What to do>
1) According to the page text on PAP smears and cervical cancer, what caused most cervical cancers?
2) Carry on the page text about PAP smears and cervical cancer from its final sentence.
**** Page text ****
PAP Smears and Cervical Cancer
Before the PAP smear was developed in the 1930s, cervical cancer was the leading cause of cancer deaths for American women. When the PAP smear became available, deaths declined dramatically, because PAP detects cervical cancer in the early, curable stages. By 1996, cervical cancer was only the 11th leading cause of cancer deaths. In developing countries, where PAP smear is not available, cervical cancer continues to be a major public health problem.
What is Cervical Cancer?
Cervical cancer occurs when the cells in the neck of the female uterus (cervix) become malignant, which means they develop the potential to invade into other organs. Most cervical cancers are caused by human papilloma virus. This virus can also cause genital warts, although different strains of the virus are involved. Human papilloma virus is transmitted from one person another by sexual contact, meaning that a woman’s risk for cervical cancer increases if she has a greater number of sexual partners. Abstaining from sex or using condoms can prevent human papilloma virus transmission, thereby lessening the risk for cervical cancer. Vaccines to prevent human papilloma virus infection are under investigation. Such vaccines, if they’re successful, could greatly reduce the incidence of cervical cancer.
**** Entries supplied ****
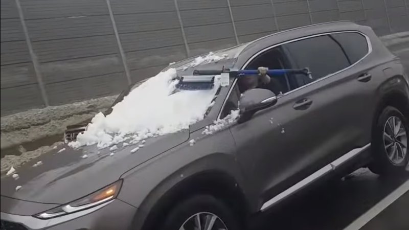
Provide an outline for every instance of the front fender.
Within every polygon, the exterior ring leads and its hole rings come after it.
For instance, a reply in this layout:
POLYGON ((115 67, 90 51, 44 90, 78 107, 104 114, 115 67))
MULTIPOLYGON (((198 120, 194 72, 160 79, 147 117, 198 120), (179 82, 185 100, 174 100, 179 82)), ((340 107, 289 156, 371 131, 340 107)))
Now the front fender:
POLYGON ((191 133, 190 139, 196 140, 193 146, 186 142, 123 175, 118 198, 138 208, 135 225, 141 226, 147 214, 173 188, 203 172, 228 175, 246 194, 229 130, 210 135, 202 134, 202 131, 191 133))

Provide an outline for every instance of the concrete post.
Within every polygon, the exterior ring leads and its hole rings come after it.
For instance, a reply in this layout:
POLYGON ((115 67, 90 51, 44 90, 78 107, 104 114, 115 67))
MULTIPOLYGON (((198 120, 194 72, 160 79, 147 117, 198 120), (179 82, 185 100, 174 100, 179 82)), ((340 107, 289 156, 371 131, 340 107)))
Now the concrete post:
POLYGON ((274 23, 276 24, 276 29, 277 29, 278 31, 280 31, 280 27, 279 27, 278 22, 277 22, 277 15, 276 13, 276 8, 274 7, 274 3, 272 2, 272 0, 270 0, 270 2, 271 3, 271 8, 272 8, 272 14, 274 16, 274 23))
POLYGON ((124 50, 122 49, 122 44, 121 43, 121 38, 119 37, 118 30, 117 28, 117 24, 115 22, 115 18, 113 17, 112 8, 111 8, 111 2, 109 0, 106 0, 106 5, 108 7, 108 11, 109 12, 109 17, 111 18, 111 23, 112 23, 112 27, 113 28, 113 33, 115 34, 115 38, 117 40, 117 44, 119 50, 119 54, 121 55, 121 60, 122 61, 122 64, 124 65, 124 69, 125 69, 126 80, 128 81, 128 84, 130 85, 132 84, 131 74, 129 72, 129 69, 128 68, 128 64, 126 63, 126 57, 125 56, 124 50))
POLYGON ((311 8, 310 8, 310 2, 307 0, 307 7, 308 8, 308 15, 310 16, 310 24, 312 24, 312 15, 311 14, 311 8))
POLYGON ((234 33, 234 37, 236 38, 236 44, 240 44, 239 41, 239 37, 237 36, 237 31, 236 30, 236 25, 234 24, 234 19, 233 18, 233 14, 232 12, 232 7, 230 6, 230 1, 227 0, 227 5, 229 6, 229 12, 230 13, 230 19, 232 19, 232 25, 233 26, 233 32, 234 33))
POLYGON ((182 17, 180 16, 180 11, 179 11, 179 6, 177 5, 177 0, 173 0, 173 2, 175 4, 176 13, 177 14, 179 25, 180 26, 180 31, 182 33, 182 38, 183 38, 183 42, 185 44, 185 49, 186 50, 186 55, 189 57, 190 57, 190 50, 189 48, 189 44, 188 44, 188 39, 186 38, 186 34, 185 33, 185 28, 183 27, 183 22, 182 21, 182 17))
POLYGON ((30 57, 31 58, 31 61, 33 63, 33 66, 34 68, 34 72, 35 74, 36 78, 37 78, 37 83, 38 84, 38 87, 40 88, 40 92, 41 95, 42 101, 46 106, 50 105, 49 103, 48 98, 47 97, 47 94, 46 91, 46 87, 44 86, 44 82, 42 81, 42 76, 41 75, 41 72, 40 71, 40 66, 38 64, 38 61, 37 59, 34 51, 33 50, 33 46, 31 45, 31 40, 29 35, 28 30, 26 25, 26 21, 24 19, 24 15, 23 15, 22 10, 21 10, 21 5, 20 4, 19 0, 15 0, 16 6, 17 6, 17 10, 18 11, 18 17, 20 18, 20 22, 21 24, 22 27, 23 32, 24 33, 24 36, 26 38, 26 42, 27 44, 27 48, 29 49, 29 53, 30 53, 30 57))
POLYGON ((388 7, 385 0, 383 0, 383 6, 385 6, 385 12, 387 13, 387 20, 388 20, 388 26, 389 27, 389 32, 392 32, 392 27, 391 26, 391 21, 389 20, 389 13, 388 12, 388 7))

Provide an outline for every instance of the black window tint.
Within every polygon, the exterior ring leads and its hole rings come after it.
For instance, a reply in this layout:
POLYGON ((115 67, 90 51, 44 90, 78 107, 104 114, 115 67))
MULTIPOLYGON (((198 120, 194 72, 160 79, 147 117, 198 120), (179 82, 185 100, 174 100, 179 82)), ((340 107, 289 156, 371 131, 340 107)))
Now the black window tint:
POLYGON ((241 94, 239 90, 238 84, 236 83, 235 85, 232 87, 234 88, 232 90, 232 93, 226 101, 224 108, 220 114, 221 119, 223 119, 229 115, 232 110, 235 110, 239 108, 239 100, 240 100, 241 94))
POLYGON ((351 64, 353 64, 368 54, 367 39, 358 33, 342 33, 331 36, 340 44, 351 64))
MULTIPOLYGON (((349 62, 339 45, 328 35, 307 38, 284 45, 298 67, 308 67, 313 80, 335 73, 349 65, 349 62)), ((297 79, 301 85, 310 79, 297 79)), ((301 85, 299 85, 298 86, 301 85)))

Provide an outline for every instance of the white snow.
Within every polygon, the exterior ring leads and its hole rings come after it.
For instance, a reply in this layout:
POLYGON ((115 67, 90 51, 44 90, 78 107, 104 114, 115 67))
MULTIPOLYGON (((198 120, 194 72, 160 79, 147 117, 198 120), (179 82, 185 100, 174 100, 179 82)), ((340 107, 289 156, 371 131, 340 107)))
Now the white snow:
POLYGON ((7 173, 6 174, 7 176, 10 176, 10 175, 16 172, 16 169, 14 168, 13 166, 11 167, 10 169, 8 171, 7 171, 7 173))
POLYGON ((40 166, 40 165, 42 165, 42 162, 41 162, 41 160, 39 160, 39 161, 37 162, 37 163, 35 163, 35 164, 33 165, 33 167, 37 167, 38 166, 40 166))
POLYGON ((221 56, 215 55, 213 52, 210 52, 209 54, 204 56, 197 57, 193 61, 188 63, 184 66, 183 70, 185 71, 188 68, 196 67, 201 64, 206 64, 211 62, 217 62, 220 60, 223 60, 229 57, 227 54, 224 54, 221 56))
POLYGON ((239 111, 238 109, 232 110, 230 113, 222 119, 219 119, 213 122, 213 124, 206 126, 202 134, 210 135, 214 133, 225 127, 234 124, 239 117, 239 111))
MULTIPOLYGON (((202 58, 194 61, 194 64, 223 58, 210 54, 202 58)), ((96 115, 87 130, 69 145, 78 148, 97 144, 103 148, 131 135, 133 141, 130 143, 134 144, 134 141, 187 129, 203 119, 220 82, 211 89, 175 93, 176 74, 174 68, 170 68, 149 78, 114 106, 110 114, 96 115)))
POLYGON ((131 150, 131 153, 133 153, 134 152, 137 151, 139 149, 139 147, 136 147, 134 149, 132 149, 131 150))
POLYGON ((192 139, 192 140, 191 140, 190 141, 189 141, 189 145, 190 145, 191 146, 193 146, 193 145, 194 145, 195 143, 196 143, 196 141, 195 141, 194 139, 192 139))
POLYGON ((118 149, 116 145, 114 145, 112 147, 109 148, 109 151, 115 151, 118 149))

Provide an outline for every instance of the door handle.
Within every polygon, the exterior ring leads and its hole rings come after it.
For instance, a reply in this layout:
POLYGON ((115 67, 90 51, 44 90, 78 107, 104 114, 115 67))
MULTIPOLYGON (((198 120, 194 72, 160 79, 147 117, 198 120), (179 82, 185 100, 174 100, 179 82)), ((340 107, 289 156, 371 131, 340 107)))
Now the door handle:
POLYGON ((312 104, 312 101, 308 98, 304 98, 296 102, 292 107, 294 109, 303 110, 307 109, 312 104))
POLYGON ((368 82, 371 80, 371 78, 372 78, 372 75, 371 75, 371 74, 368 74, 367 73, 359 75, 359 76, 358 77, 358 81, 361 82, 368 82))

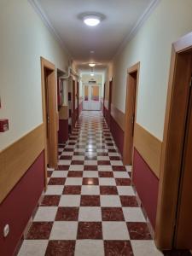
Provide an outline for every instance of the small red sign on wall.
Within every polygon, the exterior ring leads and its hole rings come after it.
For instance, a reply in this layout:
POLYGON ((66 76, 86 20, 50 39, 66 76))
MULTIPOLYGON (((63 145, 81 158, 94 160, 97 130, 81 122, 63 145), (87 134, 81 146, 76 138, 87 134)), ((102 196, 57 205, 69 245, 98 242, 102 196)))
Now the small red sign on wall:
POLYGON ((8 119, 0 119, 0 132, 4 132, 9 130, 8 119))

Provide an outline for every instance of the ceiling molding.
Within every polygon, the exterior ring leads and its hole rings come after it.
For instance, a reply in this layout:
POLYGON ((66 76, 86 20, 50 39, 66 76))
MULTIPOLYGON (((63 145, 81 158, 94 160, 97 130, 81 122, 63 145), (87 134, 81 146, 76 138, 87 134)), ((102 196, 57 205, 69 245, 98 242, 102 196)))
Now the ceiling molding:
POLYGON ((46 27, 49 29, 49 31, 51 32, 51 34, 54 36, 54 38, 57 40, 57 42, 61 45, 62 49, 68 54, 68 55, 72 58, 73 55, 67 49, 67 48, 65 46, 62 39, 59 36, 58 32, 55 29, 55 27, 52 26, 51 22, 49 21, 48 16, 46 15, 45 12, 43 10, 42 7, 40 6, 39 3, 37 0, 28 0, 29 3, 32 5, 32 7, 34 9, 36 13, 39 15, 44 24, 46 26, 46 27))
POLYGON ((145 9, 144 13, 139 18, 136 25, 131 29, 131 32, 126 36, 126 38, 123 40, 120 46, 118 48, 117 52, 115 53, 114 56, 113 57, 112 61, 122 51, 122 49, 125 47, 125 45, 134 38, 136 33, 139 31, 143 24, 148 20, 150 16, 151 13, 154 10, 158 3, 160 0, 154 0, 148 7, 145 9))

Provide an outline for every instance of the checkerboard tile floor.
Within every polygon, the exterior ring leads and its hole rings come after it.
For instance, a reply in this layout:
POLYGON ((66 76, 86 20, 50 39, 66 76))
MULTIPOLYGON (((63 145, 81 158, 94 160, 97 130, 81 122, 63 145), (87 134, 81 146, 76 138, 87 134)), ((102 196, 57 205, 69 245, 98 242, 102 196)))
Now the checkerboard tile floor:
POLYGON ((159 256, 101 112, 83 112, 19 256, 159 256))

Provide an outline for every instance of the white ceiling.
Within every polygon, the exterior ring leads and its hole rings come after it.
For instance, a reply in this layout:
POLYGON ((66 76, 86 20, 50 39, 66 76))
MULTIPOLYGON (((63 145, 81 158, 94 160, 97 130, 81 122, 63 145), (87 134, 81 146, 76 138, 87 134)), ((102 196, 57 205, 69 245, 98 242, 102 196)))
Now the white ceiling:
POLYGON ((74 61, 107 63, 154 0, 35 0, 74 61), (86 26, 78 15, 98 12, 106 19, 86 26), (94 50, 94 54, 90 54, 94 50))

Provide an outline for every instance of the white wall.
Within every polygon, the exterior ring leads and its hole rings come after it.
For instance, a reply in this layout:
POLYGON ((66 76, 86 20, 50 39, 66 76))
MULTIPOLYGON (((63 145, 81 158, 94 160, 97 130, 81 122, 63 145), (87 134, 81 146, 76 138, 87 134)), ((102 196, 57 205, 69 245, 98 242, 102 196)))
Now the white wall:
POLYGON ((161 0, 113 59, 113 103, 125 113, 127 68, 141 61, 137 122, 162 140, 172 44, 192 31, 191 0, 161 0))
POLYGON ((43 121, 40 56, 65 70, 68 55, 26 0, 1 1, 0 45, 1 150, 43 121))

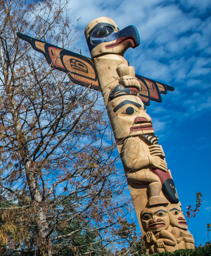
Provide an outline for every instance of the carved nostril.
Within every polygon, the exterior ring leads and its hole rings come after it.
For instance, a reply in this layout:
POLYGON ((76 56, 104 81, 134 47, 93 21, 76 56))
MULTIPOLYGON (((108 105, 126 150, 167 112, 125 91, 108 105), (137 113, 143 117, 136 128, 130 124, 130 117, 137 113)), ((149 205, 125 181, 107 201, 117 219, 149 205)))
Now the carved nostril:
POLYGON ((134 121, 135 124, 138 124, 139 123, 149 123, 149 121, 145 117, 136 117, 134 121))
****
Task results>
1) Most cervical cancers are caused by human papilloma virus.

2)
A woman with early cervical cancer usually has no symptoms, but if it becomes more advanced, vaginal bleeding or pelvic pain can develop. Other problems such as kidney failure or blood clots can occur.
Detecting Cervical Cancer Early
If detected early, cervical cancer is completely curable. PAP smear will detect early cervical cancer, which typically comes without symptoms. PAP smear should be part of a woman’s regular gynecological care. PAP smear is done using a speculum examination to swab the cervix and remove some cells. If the cells are abnormal under a microscope, a colposcopic examination is done to better visualize the cervix and take biopsies. If a biopsy is positive for cervical cancer, further treatment is necessary.
Some early cervical cancers are cured with minor surgery alone, without compromising a woman’s ability to bear children. More advanced cervical cancers require combinations of hysterectomy, radiation, and chemotherapy. Although some women are cured of more advanced cervical cancers, the treatments are more aggressive, and fertility can be lost.
PAP smears save lives, and should be part of a woman’s regular gynecological care. Cervical cancer is yet another cancer that can be cured if it is detected in it’s early stages.